### [Data provided]
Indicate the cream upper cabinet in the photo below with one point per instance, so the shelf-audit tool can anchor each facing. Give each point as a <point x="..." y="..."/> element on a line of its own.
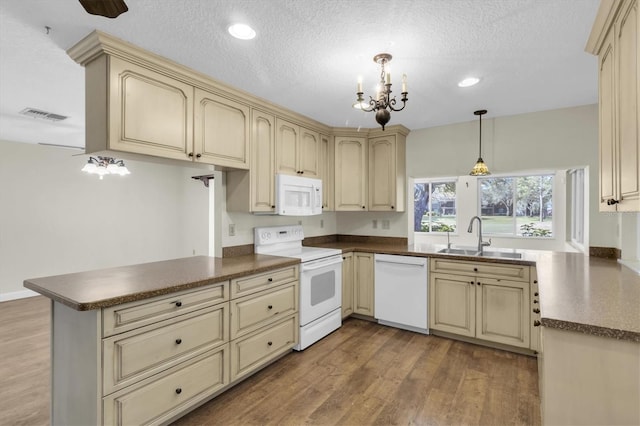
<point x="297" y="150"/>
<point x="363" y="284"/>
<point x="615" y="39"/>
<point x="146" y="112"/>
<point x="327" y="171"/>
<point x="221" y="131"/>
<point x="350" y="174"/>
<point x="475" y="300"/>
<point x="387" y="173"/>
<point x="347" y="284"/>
---
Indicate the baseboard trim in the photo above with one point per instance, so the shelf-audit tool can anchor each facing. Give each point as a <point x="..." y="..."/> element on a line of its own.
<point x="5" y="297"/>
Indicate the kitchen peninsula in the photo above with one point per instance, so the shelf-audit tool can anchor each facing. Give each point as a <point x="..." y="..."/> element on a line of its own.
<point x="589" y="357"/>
* * *
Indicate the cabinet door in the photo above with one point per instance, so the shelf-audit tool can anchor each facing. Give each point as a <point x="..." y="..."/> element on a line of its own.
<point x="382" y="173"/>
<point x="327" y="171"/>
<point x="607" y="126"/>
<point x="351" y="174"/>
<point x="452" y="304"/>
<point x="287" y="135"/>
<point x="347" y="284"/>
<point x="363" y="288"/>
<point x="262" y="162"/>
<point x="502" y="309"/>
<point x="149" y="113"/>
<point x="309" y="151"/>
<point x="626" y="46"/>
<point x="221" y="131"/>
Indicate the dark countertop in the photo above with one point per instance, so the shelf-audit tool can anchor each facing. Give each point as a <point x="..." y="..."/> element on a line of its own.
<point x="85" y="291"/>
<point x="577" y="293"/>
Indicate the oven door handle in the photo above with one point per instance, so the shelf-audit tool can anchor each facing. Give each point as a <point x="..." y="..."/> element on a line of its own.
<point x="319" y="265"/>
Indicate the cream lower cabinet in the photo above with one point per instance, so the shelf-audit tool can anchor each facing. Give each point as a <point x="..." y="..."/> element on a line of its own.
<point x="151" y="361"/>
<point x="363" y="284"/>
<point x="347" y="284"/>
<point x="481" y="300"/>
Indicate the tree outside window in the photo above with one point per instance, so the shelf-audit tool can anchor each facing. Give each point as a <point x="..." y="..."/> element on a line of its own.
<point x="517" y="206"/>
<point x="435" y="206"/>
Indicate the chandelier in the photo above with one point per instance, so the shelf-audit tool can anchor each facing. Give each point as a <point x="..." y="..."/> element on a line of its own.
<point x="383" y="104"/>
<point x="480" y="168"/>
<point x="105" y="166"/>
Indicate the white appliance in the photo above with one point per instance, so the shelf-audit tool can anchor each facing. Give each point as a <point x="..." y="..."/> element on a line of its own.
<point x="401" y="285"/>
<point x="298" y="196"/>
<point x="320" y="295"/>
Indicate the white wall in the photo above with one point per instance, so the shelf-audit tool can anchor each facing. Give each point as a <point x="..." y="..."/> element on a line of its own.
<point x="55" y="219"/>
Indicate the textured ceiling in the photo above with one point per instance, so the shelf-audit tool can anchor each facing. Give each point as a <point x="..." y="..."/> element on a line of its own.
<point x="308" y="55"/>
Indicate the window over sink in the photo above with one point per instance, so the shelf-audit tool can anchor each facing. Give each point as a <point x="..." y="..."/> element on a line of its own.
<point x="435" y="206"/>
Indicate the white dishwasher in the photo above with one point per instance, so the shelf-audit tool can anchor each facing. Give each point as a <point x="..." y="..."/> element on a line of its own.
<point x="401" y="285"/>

### [What is asked]
From the entries above, copy each line that contains the string "baseboard". Treat the match as case-sensitive.

### [Task solution]
Indicate the baseboard trim in the photo above with one point per instance, so the shelf-audit tool can anchor each facing. Give each point as a <point x="..." y="..."/> element on a line of its own.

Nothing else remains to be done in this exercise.